▶ [PROVIDED PASSAGE]:
━━━

Stocks climb after President Trump speaks on China at news conference

Stocks staged a late-day rebound Friday, climbing after President Donald Trump gave a long-awaited news conference on China without laying out any new tariffs or sanctions against the country.

Investors had spent most of Friday bracing for Trump to unveil new measures aimed at punishing China, after Beijing moved to strengthen its authority over Hong Kong, a semi-autonomous Chinese city that enjoys special trade and financial relations with the United States.


Trump said that he would ask his administration to revoke special privileges afforded to Hong Kong, including on trade and law enforcement, and that it would sanction certain Chinese officials. Both those measures have been discussed by other administration officials and lawmakers in recent days.

“My announcement today will affect the full range of agreements we have with Hong Kong,” he said, including “action to revoke Hong Kong’s preferential treatment as a separate customs and travel territory from the rest of China.”

━━━

[Natural-language object grounding data]

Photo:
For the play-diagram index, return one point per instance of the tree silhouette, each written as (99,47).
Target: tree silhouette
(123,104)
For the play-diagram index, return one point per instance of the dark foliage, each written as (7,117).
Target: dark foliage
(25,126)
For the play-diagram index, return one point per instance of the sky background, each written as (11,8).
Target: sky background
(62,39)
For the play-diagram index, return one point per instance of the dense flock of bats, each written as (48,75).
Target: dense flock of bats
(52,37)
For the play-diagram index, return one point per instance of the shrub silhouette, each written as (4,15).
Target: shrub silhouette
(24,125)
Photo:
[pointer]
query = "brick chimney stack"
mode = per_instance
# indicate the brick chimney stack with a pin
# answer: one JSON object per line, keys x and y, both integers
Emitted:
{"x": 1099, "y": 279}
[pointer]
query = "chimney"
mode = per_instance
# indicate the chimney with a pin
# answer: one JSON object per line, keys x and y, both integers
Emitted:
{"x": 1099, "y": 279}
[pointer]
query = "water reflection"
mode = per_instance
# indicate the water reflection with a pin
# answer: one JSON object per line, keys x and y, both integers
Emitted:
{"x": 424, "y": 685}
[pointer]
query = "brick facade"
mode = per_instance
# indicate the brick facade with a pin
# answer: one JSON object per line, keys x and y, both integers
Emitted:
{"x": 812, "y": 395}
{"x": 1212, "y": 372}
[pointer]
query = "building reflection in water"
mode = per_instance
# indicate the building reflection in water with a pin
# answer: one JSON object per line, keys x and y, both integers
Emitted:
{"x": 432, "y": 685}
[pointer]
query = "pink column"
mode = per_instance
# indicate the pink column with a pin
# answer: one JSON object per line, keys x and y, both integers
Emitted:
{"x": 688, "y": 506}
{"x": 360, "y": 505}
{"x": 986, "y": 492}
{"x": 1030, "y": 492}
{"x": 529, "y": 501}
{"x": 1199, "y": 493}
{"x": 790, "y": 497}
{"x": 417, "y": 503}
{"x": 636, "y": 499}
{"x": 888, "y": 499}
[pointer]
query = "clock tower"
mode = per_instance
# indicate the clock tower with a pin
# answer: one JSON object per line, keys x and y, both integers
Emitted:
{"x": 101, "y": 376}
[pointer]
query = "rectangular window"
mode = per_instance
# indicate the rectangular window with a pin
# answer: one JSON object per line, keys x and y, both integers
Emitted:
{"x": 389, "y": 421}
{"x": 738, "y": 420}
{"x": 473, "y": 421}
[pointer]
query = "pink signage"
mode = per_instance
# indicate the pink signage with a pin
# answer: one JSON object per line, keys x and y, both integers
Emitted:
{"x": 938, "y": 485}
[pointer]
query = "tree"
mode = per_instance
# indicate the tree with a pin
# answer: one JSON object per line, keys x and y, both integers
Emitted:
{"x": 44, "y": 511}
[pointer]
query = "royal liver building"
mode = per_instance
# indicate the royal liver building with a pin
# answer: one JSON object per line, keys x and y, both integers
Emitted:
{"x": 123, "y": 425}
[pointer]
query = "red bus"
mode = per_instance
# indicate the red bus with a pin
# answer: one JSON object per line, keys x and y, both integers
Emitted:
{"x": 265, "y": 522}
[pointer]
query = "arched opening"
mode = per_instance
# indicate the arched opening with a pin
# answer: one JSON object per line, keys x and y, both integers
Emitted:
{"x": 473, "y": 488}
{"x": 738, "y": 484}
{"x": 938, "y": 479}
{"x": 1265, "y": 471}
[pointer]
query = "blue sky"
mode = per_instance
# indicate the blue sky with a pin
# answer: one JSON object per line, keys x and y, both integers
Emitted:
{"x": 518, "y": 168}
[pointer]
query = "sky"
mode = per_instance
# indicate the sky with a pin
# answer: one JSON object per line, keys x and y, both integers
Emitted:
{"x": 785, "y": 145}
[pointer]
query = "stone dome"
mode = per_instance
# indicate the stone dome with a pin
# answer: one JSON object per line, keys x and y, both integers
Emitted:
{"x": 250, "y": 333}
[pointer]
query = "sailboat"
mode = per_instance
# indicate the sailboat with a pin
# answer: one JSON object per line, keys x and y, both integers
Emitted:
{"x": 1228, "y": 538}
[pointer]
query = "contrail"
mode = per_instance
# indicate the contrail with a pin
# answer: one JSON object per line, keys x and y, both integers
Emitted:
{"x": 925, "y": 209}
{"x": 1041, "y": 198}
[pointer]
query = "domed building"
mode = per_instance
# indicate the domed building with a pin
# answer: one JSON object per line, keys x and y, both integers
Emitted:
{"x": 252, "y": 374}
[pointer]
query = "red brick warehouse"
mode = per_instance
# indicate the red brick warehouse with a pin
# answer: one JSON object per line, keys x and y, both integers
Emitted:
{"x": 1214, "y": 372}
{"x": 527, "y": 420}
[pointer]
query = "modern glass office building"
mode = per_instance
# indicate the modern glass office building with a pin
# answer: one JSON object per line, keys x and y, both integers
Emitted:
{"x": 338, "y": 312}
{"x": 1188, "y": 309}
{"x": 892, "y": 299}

━━━

▶ [TASK A]:
Answer these from the news article above:
(i) On what day did stocks stage a late-day rebound?
(ii) Trump said he would ask his administration to revoke Hong Kong's special privileges in which two areas?
(iii) In Trump's quoted words, Hong Kong has preferential treatment as a separate what?
▶ [TASK B]: Using the news article above, explain why investors spent most of Friday bracing for Trump to announce new measures.

▶ [TASK RESULT A]:
(i) Friday.
(ii) Trade and law enforcement.
(iii) A separate customs and travel territory from the rest of China.

▶ [TASK RESULT B]: Beijing had moved to strengthen its authority over Hong Kong, a semi-autonomous Chinese city with special trade and financial relations with the United States. Investors expected Trump to respond with new measures aimed at punishing China.